#### Assignment
Scan the material below for lines with the word "toilet" and report how many there are, with nothing added.

#### Records provided
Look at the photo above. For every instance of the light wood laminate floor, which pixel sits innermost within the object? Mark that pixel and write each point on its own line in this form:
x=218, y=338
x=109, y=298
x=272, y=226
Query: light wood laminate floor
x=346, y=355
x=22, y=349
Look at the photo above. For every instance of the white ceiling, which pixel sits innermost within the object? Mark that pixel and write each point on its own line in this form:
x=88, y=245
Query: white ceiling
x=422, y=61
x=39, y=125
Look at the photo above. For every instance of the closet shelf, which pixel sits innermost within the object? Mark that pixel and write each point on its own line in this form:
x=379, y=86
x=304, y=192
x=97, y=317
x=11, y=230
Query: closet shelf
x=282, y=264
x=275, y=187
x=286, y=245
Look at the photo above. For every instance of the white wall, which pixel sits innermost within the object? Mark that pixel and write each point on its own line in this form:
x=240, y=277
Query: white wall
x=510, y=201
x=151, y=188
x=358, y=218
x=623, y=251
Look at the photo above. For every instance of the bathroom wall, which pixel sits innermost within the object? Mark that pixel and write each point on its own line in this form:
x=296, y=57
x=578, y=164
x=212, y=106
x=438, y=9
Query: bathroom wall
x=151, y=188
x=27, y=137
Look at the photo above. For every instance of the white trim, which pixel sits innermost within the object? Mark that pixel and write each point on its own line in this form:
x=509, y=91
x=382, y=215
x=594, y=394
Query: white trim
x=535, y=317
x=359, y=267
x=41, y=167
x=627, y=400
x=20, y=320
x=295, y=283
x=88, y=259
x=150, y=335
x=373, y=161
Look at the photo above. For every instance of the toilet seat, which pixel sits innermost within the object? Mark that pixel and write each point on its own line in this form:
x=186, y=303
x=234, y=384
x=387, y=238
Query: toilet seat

#### Response to the exercise
2